▶ ACTIVITY
Answer these questions from the article below about the missing Colorado woman:
1. How old is Patrick Frazee?
2. What is the name of Frazee's attorney?
3. Since what date have police been searching for Kelsey Berreth?

▶ PAGE TEXT
Police search ranch belonging to missing Colorado woman's fiance

DENVER (Reuters) – Police looking for a Colorado mother who was reported missing from her small mountain town nearly two weeks ago searched her fiance’s ranch on Friday but stopped short of calling him a suspect in the case.

The police chief of Woodland Park, Colorado, also publicly called on Patrick Frazee, 32, to submit to a formal interview with detectives, saying he was the last person believed to have seen or heard from his fiance, 29-year-old Kelsey Berreth.

“We are asking him to sit down with our investigators since he was the last person to talk with Kelsey,” Woodland Park Police Chief Miles DeYoung told reporters at an afternoon press conference.

DeYoung said Frazee of nearby Florissant, Colorado, had so far been communicating with authorities through his lawyer. He has not been labeled a suspect or “person of interest” in the case, the chief said.

A spokeswoman for Frazee’s Colorado Springs-based attorney, Jeremy Loew, told Reuters the lawyer would have no comment on Friday. Loew has previously said his client was cooperating in the investigation, giving them access to his phone and supplying DNA samples.

DeYoung said it was possible Berreth was still alive, adding “that is our hope.”

State and local police, assisted by the Federal Bureau of Investigation, have been searching for Berreth since Dec. 2, when her mother said she had not been heard from in several days.

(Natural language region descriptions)
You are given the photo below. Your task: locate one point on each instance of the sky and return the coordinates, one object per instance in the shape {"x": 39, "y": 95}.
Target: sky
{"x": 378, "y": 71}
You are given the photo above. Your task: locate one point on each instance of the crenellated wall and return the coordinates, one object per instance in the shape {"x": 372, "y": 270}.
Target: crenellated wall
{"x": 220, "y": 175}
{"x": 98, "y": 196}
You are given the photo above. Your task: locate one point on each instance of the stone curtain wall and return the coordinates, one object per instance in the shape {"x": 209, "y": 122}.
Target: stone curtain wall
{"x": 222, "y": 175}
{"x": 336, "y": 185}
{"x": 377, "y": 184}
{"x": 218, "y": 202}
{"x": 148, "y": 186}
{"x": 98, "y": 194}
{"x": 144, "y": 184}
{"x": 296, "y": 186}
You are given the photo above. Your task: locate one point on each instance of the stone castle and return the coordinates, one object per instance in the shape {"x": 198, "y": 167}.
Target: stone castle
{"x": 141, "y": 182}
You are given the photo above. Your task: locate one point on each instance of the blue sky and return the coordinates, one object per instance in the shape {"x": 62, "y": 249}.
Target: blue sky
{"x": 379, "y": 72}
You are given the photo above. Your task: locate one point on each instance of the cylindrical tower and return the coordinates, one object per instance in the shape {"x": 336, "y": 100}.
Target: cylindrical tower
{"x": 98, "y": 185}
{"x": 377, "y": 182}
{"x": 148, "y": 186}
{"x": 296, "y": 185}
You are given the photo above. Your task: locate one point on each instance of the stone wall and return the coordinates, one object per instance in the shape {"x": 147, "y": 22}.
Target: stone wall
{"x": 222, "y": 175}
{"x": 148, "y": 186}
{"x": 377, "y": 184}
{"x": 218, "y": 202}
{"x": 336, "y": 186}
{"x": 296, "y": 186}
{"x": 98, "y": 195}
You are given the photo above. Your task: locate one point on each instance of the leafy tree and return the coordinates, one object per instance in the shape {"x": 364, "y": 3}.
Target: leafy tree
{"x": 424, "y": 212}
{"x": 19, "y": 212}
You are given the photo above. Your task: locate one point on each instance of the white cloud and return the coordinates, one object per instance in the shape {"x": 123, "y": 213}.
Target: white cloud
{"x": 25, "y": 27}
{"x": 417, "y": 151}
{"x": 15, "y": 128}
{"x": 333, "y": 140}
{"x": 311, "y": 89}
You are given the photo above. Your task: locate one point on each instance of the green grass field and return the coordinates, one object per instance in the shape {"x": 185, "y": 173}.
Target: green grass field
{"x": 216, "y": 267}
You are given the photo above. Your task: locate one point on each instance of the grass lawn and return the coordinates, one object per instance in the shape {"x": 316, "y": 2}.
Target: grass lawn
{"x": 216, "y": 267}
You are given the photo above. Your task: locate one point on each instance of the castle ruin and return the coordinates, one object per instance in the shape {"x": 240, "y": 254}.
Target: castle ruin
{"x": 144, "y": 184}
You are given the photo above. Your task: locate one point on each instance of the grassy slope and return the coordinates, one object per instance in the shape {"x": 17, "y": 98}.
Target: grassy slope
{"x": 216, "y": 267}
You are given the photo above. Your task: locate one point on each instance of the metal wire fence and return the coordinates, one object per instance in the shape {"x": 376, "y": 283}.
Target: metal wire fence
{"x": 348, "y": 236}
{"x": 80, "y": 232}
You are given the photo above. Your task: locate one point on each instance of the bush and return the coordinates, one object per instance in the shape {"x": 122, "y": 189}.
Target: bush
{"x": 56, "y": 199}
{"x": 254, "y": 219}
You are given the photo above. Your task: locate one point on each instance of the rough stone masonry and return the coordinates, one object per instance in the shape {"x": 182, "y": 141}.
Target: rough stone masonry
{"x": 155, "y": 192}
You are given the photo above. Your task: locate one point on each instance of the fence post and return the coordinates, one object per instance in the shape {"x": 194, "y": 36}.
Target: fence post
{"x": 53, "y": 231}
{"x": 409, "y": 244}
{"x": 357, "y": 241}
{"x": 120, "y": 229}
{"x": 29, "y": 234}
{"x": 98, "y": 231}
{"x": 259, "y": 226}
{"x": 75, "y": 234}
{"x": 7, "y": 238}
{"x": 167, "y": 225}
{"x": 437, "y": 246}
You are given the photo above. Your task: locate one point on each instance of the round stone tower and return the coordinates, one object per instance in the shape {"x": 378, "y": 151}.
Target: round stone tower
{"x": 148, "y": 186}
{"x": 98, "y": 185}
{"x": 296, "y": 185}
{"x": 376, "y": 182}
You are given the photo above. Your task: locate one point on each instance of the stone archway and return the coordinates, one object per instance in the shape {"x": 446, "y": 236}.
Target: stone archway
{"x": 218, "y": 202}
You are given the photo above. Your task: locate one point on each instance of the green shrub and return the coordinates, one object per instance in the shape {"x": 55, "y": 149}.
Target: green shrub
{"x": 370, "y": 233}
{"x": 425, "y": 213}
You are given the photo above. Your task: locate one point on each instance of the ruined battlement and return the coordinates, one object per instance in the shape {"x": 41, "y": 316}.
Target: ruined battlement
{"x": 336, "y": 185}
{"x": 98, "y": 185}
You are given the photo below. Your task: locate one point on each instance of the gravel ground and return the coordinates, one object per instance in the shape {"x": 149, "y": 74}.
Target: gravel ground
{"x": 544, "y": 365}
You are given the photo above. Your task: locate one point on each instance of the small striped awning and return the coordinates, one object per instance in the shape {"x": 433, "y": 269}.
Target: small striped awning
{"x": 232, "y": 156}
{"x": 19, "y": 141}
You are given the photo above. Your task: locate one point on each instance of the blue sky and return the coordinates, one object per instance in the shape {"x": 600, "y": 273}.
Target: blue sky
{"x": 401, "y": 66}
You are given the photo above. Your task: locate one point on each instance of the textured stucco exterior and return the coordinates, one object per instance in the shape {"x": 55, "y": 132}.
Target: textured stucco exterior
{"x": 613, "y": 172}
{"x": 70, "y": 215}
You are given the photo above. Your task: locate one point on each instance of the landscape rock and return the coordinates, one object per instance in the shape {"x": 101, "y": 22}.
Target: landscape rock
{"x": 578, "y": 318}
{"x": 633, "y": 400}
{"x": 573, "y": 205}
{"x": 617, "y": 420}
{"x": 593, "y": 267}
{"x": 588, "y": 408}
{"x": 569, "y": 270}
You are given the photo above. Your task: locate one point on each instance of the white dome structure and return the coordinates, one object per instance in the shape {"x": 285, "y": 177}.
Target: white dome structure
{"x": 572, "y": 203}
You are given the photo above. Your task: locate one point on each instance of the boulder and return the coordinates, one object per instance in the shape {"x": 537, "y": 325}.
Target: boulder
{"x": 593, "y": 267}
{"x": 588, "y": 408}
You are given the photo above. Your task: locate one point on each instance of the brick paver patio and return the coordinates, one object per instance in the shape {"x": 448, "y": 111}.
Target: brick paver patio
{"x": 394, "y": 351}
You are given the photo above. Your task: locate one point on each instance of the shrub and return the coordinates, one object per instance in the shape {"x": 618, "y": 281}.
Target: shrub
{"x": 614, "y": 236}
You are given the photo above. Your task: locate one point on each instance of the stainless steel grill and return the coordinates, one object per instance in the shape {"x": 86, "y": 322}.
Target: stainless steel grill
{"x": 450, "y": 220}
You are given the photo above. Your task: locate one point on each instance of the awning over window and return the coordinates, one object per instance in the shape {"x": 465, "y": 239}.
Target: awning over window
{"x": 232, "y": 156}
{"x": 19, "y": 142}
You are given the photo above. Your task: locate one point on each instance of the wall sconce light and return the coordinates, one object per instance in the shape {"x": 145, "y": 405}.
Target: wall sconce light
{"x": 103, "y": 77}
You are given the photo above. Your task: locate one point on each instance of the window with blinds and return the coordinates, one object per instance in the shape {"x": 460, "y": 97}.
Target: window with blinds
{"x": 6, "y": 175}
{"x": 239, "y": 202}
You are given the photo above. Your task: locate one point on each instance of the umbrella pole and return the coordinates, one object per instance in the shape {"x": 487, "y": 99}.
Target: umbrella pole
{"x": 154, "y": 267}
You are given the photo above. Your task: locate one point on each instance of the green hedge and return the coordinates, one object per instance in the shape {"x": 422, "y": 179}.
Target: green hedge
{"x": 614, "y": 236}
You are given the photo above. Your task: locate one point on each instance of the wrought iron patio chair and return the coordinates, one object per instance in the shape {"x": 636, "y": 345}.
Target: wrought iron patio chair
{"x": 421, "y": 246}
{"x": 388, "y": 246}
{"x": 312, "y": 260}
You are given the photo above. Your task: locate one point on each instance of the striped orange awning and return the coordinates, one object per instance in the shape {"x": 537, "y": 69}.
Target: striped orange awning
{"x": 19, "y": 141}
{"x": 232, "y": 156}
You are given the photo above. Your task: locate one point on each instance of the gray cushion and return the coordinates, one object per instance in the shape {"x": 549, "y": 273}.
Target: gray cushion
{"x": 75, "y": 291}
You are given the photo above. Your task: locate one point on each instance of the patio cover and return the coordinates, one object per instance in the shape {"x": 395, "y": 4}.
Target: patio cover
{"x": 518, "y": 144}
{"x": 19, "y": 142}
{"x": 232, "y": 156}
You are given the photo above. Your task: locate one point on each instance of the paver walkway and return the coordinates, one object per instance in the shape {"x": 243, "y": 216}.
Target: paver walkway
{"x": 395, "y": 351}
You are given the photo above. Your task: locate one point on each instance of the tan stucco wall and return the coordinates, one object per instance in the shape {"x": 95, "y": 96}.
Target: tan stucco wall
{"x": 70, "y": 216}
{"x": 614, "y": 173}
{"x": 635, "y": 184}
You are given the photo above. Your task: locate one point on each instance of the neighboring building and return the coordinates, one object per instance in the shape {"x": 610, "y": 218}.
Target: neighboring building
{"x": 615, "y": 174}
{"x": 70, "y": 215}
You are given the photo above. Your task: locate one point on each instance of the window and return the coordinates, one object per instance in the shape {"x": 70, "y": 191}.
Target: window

▶ EXERCISE RESPONSE
1. 32
2. Jeremy Loew
3. Dec. 2